Supplied information:
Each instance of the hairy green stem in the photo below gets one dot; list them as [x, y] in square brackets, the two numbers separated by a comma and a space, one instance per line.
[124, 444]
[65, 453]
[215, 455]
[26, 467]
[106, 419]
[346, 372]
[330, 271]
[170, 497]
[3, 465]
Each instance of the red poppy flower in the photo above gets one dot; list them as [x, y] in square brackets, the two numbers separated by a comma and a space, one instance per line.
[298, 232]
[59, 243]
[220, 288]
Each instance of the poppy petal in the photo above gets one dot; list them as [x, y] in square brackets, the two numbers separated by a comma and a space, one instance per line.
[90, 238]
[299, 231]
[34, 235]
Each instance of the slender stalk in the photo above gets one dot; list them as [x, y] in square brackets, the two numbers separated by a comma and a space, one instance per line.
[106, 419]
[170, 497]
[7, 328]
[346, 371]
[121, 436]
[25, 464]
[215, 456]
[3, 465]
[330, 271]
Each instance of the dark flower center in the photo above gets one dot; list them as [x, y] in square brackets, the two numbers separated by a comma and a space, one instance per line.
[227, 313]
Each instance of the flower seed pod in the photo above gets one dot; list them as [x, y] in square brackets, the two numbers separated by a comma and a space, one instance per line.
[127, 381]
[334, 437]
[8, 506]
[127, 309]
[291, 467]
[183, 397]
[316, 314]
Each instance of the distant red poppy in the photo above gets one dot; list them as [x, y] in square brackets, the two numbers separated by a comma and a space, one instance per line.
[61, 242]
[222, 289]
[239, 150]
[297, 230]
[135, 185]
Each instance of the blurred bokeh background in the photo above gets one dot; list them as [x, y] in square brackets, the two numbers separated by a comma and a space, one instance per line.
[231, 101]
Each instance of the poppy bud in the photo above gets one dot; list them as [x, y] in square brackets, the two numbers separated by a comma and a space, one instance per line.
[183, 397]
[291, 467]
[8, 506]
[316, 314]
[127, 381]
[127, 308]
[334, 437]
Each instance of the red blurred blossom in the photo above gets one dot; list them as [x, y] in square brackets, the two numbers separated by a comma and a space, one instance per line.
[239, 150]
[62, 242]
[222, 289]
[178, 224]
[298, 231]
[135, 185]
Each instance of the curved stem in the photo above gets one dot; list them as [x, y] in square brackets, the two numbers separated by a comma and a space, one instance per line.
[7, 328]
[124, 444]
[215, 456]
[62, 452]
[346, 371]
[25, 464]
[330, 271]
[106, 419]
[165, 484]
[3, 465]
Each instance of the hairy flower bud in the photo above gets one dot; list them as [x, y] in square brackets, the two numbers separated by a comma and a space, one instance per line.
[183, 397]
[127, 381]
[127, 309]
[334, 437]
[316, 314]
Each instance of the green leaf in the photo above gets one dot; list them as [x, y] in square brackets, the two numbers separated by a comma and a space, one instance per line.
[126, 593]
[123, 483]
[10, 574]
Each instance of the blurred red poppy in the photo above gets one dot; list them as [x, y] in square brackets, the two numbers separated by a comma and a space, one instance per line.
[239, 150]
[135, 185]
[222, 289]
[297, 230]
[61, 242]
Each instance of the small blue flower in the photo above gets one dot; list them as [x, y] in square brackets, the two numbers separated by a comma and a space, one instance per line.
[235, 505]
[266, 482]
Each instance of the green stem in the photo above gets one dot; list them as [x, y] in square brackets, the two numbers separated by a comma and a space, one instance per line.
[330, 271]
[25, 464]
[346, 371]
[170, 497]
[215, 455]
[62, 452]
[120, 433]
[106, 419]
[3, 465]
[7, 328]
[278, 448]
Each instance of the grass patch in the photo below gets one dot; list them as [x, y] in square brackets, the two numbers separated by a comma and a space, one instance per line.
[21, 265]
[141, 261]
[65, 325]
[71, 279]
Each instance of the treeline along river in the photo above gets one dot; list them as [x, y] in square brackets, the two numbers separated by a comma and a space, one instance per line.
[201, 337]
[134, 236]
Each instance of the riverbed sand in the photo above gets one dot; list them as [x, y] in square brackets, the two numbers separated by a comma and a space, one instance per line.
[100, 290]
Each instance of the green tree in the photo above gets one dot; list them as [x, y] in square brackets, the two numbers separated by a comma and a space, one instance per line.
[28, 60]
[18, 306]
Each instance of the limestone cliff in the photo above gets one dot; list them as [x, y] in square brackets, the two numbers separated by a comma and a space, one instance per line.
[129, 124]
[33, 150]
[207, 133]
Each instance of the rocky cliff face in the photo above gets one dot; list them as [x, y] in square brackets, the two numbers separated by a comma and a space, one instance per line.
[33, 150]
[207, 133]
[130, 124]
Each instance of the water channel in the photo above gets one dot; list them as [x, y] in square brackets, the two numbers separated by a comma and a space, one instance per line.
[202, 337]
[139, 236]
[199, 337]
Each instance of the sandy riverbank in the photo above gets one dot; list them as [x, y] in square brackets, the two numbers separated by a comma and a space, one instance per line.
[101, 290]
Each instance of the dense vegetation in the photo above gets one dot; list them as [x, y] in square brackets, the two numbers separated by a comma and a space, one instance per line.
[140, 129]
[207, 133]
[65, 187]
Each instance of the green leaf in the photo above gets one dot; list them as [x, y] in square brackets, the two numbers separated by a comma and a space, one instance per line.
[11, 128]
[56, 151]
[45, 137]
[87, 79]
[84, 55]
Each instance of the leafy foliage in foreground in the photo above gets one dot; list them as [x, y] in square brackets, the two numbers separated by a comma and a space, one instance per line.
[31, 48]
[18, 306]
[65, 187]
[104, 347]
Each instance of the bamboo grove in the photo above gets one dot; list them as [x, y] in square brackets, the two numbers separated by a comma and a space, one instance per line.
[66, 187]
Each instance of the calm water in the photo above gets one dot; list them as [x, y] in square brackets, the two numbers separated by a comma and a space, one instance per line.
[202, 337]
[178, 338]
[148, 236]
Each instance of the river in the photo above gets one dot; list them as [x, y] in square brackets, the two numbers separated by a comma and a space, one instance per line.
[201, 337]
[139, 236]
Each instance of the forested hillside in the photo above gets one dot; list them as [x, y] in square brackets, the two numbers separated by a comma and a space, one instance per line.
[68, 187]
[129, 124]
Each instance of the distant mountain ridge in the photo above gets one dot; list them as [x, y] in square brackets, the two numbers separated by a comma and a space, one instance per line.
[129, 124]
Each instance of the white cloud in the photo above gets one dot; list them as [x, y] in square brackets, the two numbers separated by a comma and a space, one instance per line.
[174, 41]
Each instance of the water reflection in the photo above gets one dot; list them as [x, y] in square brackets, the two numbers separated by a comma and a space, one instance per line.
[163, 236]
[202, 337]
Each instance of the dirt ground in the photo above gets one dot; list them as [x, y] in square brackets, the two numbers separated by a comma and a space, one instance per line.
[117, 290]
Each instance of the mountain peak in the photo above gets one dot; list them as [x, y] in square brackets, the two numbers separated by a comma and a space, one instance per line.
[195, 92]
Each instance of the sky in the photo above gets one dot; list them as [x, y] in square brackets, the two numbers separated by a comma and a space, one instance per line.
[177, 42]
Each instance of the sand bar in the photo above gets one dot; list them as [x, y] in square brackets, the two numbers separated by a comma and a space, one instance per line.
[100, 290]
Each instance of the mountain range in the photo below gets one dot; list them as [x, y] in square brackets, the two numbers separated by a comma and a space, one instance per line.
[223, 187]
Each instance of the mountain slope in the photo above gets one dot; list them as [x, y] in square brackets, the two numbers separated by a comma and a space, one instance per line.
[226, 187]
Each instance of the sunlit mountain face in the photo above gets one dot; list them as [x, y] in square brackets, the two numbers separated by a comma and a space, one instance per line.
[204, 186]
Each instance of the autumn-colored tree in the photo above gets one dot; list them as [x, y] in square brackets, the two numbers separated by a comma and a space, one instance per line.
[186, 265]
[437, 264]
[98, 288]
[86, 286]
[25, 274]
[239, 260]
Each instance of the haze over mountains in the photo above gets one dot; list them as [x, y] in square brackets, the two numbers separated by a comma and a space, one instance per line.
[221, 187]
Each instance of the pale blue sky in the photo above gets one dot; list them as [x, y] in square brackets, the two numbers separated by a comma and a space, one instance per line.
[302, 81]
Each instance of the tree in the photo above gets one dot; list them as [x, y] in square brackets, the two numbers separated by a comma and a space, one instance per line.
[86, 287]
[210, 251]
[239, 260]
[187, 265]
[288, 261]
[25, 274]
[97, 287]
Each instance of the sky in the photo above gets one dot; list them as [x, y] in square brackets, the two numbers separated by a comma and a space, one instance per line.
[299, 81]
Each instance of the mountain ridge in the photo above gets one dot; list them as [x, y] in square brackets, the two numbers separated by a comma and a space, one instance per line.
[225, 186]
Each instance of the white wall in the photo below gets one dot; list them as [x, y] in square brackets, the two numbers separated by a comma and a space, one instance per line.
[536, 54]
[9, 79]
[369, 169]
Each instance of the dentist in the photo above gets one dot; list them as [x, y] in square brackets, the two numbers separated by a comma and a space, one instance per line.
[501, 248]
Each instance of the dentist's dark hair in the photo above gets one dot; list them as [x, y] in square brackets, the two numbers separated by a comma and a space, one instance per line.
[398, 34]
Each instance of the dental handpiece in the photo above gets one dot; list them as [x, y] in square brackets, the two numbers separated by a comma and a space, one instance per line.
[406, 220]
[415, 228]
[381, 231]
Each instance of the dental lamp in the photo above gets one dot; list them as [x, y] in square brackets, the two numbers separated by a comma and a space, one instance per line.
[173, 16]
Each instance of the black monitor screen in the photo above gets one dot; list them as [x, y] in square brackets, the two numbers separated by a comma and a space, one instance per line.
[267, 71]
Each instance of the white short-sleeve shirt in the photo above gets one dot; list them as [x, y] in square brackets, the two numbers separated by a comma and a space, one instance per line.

Task requirements:
Set out as a Markdown table the part of the rows that opens with the line containing "Each instance of the black" and runs through the last of the rows. Use the columns No. and Line, putting a running number under No. and each line under Line, and omit blank lines.

Solution to this task:
| No. | Line |
|---|---|
| 1 | Each instance of the black monitor screen in the photo above gets one dot; list them as [x, y] in square brackets, the two numbers separated by a comma and a space, one instance per line. |
| 2 | [267, 71] |
| 3 | Each instance of the white short-sleeve shirt in the photo above gets one dot; list them as [x, y] in square brackets, the two numbers separated by a comma and a space, one instance per line. |